The drives and their associated computer storage media discussed above and illustrated in FIG. 1 provide storage of computer readable instructions, data structures, program modules and other data for the computer 110. In FIG. 1, for example, hard disk drive 141 is illustrated as storing operating system 144, application programs 145, other program modules 146, and program data 147. Note that these components can either be the same as or different from operating system 134, application programs 135, other program modules 136, and program data 137. Operating system 144, application programs 145, other program modules 146, and program data 147 are given different numbers here to illustrate that, at a minimum, they are different copies. A user may enter commands and information into the computer 110 through input devices such as a keyboard 162 and pointing device 161, commonly referred to as a mouse, trackball or touch pad. Other input devices (not shown) may include a microphone, joystick, game pad, satellite dish, scanner, or the like. These and other input devices are often connected to the processing unit 120a-f through a user input interface 160 that is coupled to the system bus 121, but may be connected by other interface and bus structures, such as a parallel port, game port or a universal serial bus (USB).

Data lines
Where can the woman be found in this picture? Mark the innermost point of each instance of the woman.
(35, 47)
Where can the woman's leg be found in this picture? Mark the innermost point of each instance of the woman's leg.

Prompt
Pick up the description of the computer's drives and input devices after its final sentence and write what comes next.

Reply
A monitor 191 or other type of display device is also connected to the system bus 121 via an interface, such as a video interface 190. In addition to monitor 191, computers may also include other peripheral output devices such as speakers 197 and printer 196, which may be connected through an output peripheral interface 195.

The computer 110 may operate in a networked environment using logical connections to one or more remote computers, such as a remote computer 180. The remote computer 180 may be a personal computer, a server, a router, a network PC, a peer device or other common network node, and typically includes many or all of the elements described above relative to the computer 110, although only a memory storage device 181 has been illustrated in FIG. 1. The logical connections depicted in FIG. 1 include a local area network (LAN) 171 and a wide area network (WAN) 173, but may also include other networks. Such networking environments are commonplace in offices, enterprise-wide computer networks, intranets and the Internet.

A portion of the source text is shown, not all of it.